═══ Excerto ═══

Pai herói
Inês Teotónio Pereira
ionline 2015.03.21
O meu pai chorava a rir. Caiam-lhe lágrimas pela cara abaixo como só acontece com quem é genuinamente feliz apenas pela graça da vida
Quando o meu pai chegava a casa corríamos todos para ele. Chegava quase sempre com um sorriso que se mantinha apesar do dia, dos problemas, do trânsito ou das chatices que tinha vivido. O meu pai gostava de chegar a casa. E isso, para nós, chegava. Ele gostava de nos ver, de nos abraçar, de nos fazer cócegas e principalmente de abraçar a minha mãe. O meu pai tocava piano fazendo caretas cómicas e também tocava guitarra abstraindo-se do frenesim típico de uma casa com nove filhos. O meu pai só lia o jornal ao fim do dia, sentado na cadeira que era só dele e apesar do barulho da televisão. Só nos mandava calar para ouvir o telejornal e só perdia as estribeiras com a política – muitas vezes, portanto. Também falava muito. Adorava falar, contar histórias e partilhar o que lhe tinha acontecido todos os dias. Nós eramos a sua casa, o seu mundo, a sua vida.

═══ Material fornecido ═══

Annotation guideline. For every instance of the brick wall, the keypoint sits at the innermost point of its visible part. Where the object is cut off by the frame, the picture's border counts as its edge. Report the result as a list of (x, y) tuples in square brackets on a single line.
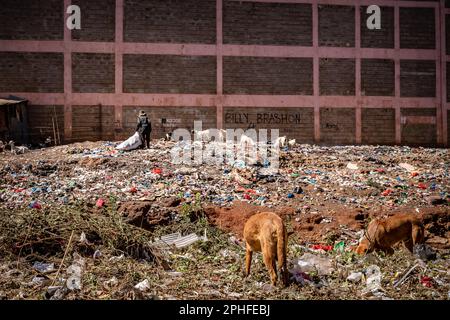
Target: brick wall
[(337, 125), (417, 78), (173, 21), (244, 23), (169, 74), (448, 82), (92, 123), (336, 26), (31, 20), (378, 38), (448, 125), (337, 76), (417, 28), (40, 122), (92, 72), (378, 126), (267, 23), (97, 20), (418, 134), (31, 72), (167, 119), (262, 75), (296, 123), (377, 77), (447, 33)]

═══
═══ Material fornecido ═══

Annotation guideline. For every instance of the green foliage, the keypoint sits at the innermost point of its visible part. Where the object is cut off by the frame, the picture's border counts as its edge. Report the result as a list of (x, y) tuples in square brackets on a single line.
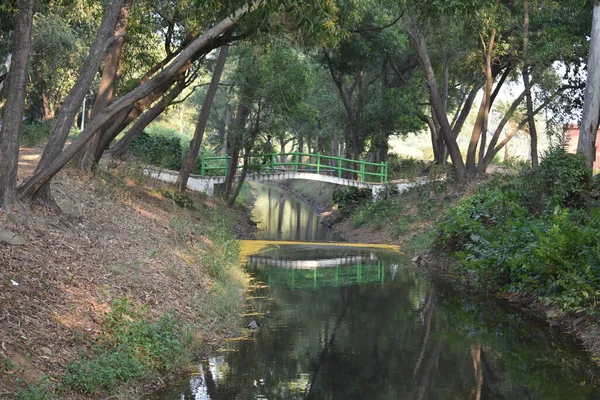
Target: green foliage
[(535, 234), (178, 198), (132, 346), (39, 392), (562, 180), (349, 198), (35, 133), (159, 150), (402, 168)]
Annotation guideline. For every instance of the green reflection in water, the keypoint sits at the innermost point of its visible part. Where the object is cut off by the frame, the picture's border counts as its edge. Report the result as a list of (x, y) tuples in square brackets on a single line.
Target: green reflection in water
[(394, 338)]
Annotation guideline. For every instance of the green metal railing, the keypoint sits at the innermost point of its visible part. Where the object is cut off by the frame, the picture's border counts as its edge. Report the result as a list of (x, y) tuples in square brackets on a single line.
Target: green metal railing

═══

*Problema 1:* Segundo o excerto sobre o pai, quantos filhos havia naquela casa?
*Problema 2:* Resuma o excerto sobre o pai em duas frases.
*Problema 3:* Retome o excerto sobre o pai a partir da última frase e continue-o com mais um parágrafo.

*Resposta escrita 1:* Nove filhos.

*Resposta escrita 2:* O pai chegava quase sempre a casa com um sorriso, gostava de abraçar os filhos e sobretudo a mãe, e tocava piano e guitarra no meio do frenesim de uma casa com nove filhos. Lia o jornal só ao fim do dia, só perdia as estribeiras com a política, adorava falar e contar histórias, e a família era o seu mundo.

*Resposta escrita 3:*
Tive a sorte de crescer assim. Cresci com um pai que trazia amor para casa, boa disposição, emotividade, verdade e sabedoria. Um pai que tinha preocupação de dar e não de receber, que gostava de partilhar e que tinha a preocupação de nos ensinar os valores nos quais acreditava. Ele tinha urgência em partilhar todos os dias ao jantar aquilo que achava importante os filhos aprenderem para um dia escolherem ser aquilo que quisessem. O meu pai não me perguntava pelas notas, não sabia as festas que eu tinha, não opinava sobre as minhas roupas e não me questionava sobre os meus estados de alma. Ao pé do meu pai eu era livre de ser quem era, de estar bem ou mal disposta, sem julgamentos, pressões ou exigências. O meu pai não me exigia resultados, pedia-me esforço, que amasse a vida e que reconhecesse o privilégio da família que tinha. Em troca, tinha-o a ele. Generoso, justo e alegre.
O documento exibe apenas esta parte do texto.